== Problem requirements ==
Exactly as given, write out the lines from the one containing "of the sunlit" through the end of the listing, with both ends included and nothing else.

== Data excerpts ==
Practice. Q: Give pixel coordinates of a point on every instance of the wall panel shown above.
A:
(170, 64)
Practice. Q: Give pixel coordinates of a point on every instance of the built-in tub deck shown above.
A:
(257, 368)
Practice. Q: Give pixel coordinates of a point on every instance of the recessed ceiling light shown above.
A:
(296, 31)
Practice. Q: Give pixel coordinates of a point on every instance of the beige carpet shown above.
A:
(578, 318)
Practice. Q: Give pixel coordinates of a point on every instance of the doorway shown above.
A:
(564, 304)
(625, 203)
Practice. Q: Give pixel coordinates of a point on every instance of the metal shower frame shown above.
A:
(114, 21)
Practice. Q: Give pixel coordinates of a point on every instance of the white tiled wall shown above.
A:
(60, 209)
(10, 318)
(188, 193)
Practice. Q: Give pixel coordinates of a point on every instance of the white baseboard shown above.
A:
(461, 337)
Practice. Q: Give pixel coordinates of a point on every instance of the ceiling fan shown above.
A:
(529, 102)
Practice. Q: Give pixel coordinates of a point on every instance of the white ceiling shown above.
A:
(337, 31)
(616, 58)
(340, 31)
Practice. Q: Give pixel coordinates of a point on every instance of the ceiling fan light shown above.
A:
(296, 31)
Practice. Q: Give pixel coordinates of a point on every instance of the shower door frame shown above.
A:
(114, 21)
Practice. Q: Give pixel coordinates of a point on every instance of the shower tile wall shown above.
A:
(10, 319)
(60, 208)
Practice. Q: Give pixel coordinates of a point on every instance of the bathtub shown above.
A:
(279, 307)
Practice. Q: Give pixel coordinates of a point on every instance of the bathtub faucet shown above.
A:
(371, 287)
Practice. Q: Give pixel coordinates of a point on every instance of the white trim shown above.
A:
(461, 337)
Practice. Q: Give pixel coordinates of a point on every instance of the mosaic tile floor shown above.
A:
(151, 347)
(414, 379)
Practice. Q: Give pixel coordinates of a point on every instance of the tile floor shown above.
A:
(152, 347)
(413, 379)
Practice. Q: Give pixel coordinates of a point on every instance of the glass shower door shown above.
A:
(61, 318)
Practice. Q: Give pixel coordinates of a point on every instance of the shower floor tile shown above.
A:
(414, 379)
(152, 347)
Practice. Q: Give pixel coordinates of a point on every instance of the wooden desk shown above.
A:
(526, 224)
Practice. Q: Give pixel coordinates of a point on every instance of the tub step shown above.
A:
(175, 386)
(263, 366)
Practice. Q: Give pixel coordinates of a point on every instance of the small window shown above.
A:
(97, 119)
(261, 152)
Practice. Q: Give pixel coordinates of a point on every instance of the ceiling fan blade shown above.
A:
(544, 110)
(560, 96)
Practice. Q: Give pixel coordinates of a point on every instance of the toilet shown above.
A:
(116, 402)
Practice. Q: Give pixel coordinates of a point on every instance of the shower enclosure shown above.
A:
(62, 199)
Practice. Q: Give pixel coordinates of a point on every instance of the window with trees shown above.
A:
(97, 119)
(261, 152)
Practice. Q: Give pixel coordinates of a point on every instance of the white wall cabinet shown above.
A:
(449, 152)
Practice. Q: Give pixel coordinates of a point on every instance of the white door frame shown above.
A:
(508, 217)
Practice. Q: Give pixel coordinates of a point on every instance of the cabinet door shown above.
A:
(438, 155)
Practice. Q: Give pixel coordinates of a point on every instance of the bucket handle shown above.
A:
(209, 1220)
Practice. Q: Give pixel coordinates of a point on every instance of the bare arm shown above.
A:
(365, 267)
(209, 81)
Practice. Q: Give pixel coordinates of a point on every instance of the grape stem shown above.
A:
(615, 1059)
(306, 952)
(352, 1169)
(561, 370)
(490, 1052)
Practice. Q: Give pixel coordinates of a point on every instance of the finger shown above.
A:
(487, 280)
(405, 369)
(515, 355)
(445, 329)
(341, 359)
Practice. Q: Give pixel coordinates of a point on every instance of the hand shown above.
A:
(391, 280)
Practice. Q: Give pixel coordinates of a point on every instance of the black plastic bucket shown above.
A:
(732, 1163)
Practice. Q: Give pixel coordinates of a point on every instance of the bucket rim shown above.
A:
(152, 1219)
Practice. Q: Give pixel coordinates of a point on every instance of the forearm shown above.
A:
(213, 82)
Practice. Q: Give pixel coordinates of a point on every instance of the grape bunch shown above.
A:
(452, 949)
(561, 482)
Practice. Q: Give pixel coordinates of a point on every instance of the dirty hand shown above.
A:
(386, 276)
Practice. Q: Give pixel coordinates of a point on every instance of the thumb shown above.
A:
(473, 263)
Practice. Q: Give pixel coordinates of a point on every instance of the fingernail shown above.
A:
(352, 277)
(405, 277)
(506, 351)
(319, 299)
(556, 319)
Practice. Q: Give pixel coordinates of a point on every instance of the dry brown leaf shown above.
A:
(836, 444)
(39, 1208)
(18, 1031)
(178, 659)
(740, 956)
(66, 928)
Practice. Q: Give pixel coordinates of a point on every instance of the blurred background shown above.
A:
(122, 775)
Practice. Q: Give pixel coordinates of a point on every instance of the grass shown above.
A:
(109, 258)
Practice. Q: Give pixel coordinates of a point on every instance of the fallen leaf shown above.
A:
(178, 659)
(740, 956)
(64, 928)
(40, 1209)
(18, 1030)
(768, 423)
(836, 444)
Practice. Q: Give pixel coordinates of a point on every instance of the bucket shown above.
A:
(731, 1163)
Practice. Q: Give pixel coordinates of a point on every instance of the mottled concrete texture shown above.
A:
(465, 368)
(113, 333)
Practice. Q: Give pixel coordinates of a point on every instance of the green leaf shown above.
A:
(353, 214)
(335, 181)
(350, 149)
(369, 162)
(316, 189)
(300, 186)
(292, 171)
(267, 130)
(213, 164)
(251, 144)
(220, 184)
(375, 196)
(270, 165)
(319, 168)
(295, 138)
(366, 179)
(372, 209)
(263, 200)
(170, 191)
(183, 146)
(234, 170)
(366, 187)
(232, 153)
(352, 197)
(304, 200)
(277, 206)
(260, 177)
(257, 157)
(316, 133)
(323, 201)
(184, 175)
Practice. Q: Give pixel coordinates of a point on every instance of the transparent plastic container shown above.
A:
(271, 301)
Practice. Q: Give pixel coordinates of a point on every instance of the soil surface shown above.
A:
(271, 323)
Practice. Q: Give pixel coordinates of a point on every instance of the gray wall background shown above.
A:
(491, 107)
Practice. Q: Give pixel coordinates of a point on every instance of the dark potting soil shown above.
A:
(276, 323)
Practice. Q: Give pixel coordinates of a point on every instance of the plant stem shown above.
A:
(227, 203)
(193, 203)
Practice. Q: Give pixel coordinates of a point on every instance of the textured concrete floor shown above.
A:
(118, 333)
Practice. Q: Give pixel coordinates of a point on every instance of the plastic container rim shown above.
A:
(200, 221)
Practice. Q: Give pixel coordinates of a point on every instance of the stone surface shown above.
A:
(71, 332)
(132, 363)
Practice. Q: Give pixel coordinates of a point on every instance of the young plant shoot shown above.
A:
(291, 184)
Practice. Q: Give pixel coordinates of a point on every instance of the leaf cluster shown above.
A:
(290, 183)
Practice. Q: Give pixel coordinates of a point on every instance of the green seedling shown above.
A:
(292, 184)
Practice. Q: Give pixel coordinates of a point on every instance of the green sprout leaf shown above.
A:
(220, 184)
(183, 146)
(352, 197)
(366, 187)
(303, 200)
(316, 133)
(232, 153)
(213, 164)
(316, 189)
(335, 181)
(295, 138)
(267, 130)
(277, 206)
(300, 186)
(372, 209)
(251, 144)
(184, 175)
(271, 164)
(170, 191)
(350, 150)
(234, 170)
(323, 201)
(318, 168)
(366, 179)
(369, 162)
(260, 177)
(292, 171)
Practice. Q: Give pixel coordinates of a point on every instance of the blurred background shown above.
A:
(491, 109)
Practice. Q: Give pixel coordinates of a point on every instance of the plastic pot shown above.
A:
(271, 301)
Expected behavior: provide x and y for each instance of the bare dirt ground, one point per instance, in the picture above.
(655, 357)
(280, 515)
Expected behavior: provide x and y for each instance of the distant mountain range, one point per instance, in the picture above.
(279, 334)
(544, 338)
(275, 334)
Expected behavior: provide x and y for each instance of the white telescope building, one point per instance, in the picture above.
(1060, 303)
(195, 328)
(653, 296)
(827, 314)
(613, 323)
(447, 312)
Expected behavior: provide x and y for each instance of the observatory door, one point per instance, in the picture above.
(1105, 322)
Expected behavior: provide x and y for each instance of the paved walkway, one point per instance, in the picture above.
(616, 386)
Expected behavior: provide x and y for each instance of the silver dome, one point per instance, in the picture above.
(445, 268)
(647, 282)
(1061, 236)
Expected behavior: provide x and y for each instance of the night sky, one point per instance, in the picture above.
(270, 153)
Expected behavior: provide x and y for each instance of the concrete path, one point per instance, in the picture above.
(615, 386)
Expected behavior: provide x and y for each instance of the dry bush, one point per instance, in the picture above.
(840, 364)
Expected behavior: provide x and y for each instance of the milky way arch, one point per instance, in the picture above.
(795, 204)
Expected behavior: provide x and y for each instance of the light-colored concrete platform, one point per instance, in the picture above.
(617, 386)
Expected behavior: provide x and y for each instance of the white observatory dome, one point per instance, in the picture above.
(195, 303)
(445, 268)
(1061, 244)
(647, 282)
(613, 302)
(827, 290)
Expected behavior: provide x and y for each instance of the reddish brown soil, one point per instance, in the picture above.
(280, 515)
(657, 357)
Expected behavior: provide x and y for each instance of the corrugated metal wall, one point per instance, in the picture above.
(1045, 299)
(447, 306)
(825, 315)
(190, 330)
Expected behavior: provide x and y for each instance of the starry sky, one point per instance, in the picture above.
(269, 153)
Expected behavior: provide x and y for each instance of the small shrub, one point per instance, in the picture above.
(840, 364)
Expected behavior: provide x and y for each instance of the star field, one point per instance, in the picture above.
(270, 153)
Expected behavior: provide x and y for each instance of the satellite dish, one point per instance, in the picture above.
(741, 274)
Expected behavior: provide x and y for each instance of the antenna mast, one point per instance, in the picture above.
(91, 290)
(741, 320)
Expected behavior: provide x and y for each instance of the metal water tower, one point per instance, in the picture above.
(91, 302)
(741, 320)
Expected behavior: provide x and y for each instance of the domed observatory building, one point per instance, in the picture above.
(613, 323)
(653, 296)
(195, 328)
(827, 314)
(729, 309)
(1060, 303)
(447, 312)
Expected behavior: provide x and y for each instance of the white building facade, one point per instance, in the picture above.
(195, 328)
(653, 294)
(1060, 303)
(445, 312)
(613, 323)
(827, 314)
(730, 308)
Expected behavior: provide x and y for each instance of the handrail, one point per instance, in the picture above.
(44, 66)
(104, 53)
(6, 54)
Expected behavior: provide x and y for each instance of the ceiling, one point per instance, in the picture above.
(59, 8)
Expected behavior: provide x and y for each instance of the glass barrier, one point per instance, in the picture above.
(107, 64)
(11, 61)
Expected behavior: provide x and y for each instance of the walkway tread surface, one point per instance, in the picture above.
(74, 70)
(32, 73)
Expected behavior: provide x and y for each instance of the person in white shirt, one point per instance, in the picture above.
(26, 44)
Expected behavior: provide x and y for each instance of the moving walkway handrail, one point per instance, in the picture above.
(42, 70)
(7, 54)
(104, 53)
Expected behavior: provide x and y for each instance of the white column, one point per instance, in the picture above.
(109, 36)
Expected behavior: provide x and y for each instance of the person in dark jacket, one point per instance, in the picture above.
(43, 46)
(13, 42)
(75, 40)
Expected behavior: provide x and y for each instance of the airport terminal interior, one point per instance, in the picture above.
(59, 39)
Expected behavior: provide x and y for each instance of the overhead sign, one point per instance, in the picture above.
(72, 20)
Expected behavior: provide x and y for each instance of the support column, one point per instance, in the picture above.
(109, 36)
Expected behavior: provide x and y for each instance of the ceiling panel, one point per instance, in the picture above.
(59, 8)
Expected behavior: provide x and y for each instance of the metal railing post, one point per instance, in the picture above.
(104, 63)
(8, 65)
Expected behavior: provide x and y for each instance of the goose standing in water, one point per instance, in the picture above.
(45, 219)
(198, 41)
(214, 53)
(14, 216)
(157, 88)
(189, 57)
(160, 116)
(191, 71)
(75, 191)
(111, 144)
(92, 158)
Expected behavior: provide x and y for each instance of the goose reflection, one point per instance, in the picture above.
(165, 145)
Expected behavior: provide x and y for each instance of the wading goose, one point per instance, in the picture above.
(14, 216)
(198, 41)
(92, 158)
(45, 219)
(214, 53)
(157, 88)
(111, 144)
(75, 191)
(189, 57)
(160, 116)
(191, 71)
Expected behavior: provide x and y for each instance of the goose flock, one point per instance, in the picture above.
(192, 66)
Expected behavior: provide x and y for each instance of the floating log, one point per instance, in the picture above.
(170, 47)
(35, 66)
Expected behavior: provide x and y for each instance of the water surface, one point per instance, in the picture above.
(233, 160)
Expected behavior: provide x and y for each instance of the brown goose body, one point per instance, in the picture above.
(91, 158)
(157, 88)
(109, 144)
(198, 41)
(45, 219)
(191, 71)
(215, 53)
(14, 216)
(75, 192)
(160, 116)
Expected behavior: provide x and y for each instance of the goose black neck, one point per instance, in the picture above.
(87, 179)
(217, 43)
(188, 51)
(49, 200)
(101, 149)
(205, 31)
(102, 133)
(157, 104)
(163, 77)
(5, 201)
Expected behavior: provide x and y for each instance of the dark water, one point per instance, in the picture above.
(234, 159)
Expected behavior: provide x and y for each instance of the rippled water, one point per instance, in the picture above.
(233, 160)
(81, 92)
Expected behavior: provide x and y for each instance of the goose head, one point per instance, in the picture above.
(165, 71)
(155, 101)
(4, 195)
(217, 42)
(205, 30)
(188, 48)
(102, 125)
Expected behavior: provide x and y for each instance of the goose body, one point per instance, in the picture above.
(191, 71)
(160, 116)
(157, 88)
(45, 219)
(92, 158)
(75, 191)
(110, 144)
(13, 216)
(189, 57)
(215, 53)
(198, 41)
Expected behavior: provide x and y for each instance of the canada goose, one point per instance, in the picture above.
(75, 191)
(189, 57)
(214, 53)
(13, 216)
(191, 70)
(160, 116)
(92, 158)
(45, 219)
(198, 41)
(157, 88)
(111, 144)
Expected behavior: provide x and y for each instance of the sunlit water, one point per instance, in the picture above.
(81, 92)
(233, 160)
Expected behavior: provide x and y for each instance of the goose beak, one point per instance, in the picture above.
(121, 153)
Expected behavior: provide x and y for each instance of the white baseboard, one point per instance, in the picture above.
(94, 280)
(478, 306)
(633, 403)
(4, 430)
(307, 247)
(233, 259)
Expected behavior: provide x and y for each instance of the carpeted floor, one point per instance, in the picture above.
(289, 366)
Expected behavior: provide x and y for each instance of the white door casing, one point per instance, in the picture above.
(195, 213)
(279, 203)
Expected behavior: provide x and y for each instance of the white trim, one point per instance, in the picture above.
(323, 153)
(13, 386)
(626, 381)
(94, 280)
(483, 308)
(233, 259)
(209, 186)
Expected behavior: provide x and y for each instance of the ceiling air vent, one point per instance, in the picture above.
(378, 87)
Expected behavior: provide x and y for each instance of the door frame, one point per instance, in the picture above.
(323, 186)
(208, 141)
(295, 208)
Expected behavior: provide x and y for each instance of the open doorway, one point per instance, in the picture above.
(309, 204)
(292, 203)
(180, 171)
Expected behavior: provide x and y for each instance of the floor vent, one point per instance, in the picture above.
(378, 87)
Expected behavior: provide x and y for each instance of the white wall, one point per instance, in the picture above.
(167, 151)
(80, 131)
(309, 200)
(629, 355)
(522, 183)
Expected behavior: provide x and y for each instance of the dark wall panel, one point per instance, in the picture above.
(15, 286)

== Problem solution ==
Expected behavior: provide x and y for each instance of the sunlit water, one point per instance, in the picture above.
(81, 92)
(233, 160)
Expected behavior: provide x and y for each instance of the goose beak, one point per instance, in the picture above.
(121, 153)
Expected behavior: provide x and y for each instance of the white baseboard, one point per instance, in the picture above.
(94, 280)
(478, 306)
(633, 403)
(4, 430)
(307, 247)
(233, 259)
Expected behavior: provide x and y for each instance of the carpeted floor, one point per instance, in the picture above.
(289, 366)
Expected behavior: provide x and y for each instance of the white door casing, one point per instance, in the picture above.
(195, 213)
(279, 203)
Expected behavior: provide x and y for each instance of the white trim, one point per instance, in the picture above.
(323, 153)
(13, 386)
(626, 381)
(94, 280)
(483, 308)
(233, 259)
(209, 186)
Expected behavior: provide x and y for each instance of the ceiling air vent, one point per instance, in the picture above.
(378, 87)
Expected behavior: provide x and y for each instance of the door frame, one point per instance, in the picture above.
(323, 186)
(208, 141)
(295, 208)
Expected behavior: provide x and y for each instance of the open doorway, one point per instance, in the picture above.
(309, 204)
(292, 203)
(180, 171)
Expected behavior: provide x and y for each instance of the floor vent, one point per instance, in the picture above.
(378, 87)
Expected behavior: provide x and y for each instance of the white wall, one point per instance, in the picture above.
(167, 151)
(80, 131)
(309, 200)
(629, 355)
(522, 183)
Expected behavior: provide x and y for each instance of the dark wall panel, one point per instance, in the picture above.
(15, 286)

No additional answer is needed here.